• [EXTRACTED ENTRIES]
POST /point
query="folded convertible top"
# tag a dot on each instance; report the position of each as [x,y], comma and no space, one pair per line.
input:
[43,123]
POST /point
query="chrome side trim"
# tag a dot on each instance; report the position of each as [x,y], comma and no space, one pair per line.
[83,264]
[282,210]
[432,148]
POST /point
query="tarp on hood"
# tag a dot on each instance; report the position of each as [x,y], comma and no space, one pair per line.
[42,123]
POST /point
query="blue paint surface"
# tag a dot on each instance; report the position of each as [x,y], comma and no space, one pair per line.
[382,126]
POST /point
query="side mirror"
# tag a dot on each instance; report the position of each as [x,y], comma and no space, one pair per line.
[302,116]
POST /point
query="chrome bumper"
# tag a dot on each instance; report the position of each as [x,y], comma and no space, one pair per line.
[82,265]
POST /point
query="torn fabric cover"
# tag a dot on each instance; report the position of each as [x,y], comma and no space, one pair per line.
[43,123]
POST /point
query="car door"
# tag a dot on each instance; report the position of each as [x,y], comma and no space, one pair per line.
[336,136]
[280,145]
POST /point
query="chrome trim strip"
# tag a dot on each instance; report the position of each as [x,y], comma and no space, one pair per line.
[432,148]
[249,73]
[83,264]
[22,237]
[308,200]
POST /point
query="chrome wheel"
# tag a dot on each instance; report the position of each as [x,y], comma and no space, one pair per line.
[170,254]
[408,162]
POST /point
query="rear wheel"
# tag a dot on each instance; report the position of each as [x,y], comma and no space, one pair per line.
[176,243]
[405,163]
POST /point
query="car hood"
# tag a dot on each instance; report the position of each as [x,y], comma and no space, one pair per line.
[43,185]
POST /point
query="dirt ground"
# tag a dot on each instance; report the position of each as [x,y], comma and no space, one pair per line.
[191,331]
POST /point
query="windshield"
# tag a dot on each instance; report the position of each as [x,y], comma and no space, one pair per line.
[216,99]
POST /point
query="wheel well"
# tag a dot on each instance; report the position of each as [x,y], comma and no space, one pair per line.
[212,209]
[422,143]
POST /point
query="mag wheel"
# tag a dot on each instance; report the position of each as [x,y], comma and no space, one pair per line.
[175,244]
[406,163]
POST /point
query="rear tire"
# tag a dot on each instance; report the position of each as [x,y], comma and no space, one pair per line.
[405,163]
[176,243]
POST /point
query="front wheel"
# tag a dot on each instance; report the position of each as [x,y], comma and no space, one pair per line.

• [WORK ITEM] Print every line of the records above without a single difference.

• [ANSWER SECTION]
POST /point
query="folded convertible top"
# tag a dot on each instance; report the position of each as [x,y], comma and no space, one pair per line.
input:
[43,123]
POST /point
query="chrome side trim"
# tag a dot on each instance; report the position of each as [x,y], comma and no space, one pair per line.
[83,264]
[282,210]
[432,148]
POST /point
query="tarp on hood"
# tag a dot on each instance; report the position of each as [x,y], comma and no space, one pair per line.
[42,123]
POST /point
query="blue paint surface"
# tag a dot on each instance; report the position of each as [x,y], comma and no space, one pair per line.
[382,126]
POST /point
query="side mirror"
# tag a dot on each instance; report the position of each as [x,y], comma and no space, one pair per line.
[302,116]
POST /point
query="chrome bumper"
# tag a dot on each instance; report the position of each as [x,y], comma and no space, one pair per line.
[82,265]
POST /point
query="torn fabric cover"
# tag a dot on each instance; report the position of each as [x,y], comma and no space, one pair per line.
[43,123]
POST /point
query="car door"
# tag a dot on each instance; report the position of each as [x,y], comma and no space, one pair per line.
[336,136]
[280,145]
POST /point
query="chrome trim strip"
# tag a dot on each instance; report the position of each as [x,y], comma and no space, one pair per line.
[432,148]
[249,73]
[83,264]
[22,237]
[308,200]
POST /point
query="chrome wheel"
# tag a dot on each instance; report the position of each as [x,y], comma and no space, one pair per line.
[170,254]
[408,162]
POST /point
query="rear wheel"
# tag a dot on each instance; report the position of each as [x,y], comma and no space, one pair per line.
[176,243]
[405,163]
POST /point
query="car hood"
# tag a dot on each instance; report the position of each as [x,y], comma and no space, one pair per line.
[43,185]
POST /point
query="dirt ground"
# tag a dot on each instance; report the position of each as [x,y], comma and no space, one pair per line.
[191,331]
POST /point
query="windshield"
# tag a dot on each instance; report the position of each as [x,y], comma and no space, one pair per line.
[216,99]
POST /point
query="wheel well"
# tag a dot on each instance; report the position of each as [x,y], comma and no space, one pair per line.
[212,209]
[422,143]
POST /point
query="mag wheel"
# tag a dot on each instance; report the position of each as [x,y], comma and no space, one pair per line.
[175,244]
[406,163]
POST /point
query="rear tire"
# tag a dot on each instance; report the position of each as [x,y], comma and no space, one pair per line.
[405,163]
[176,243]
POST /point
query="front wheel"
# tag a dot on each instance; report the position of each as [x,y], comma and no space, one pair per line.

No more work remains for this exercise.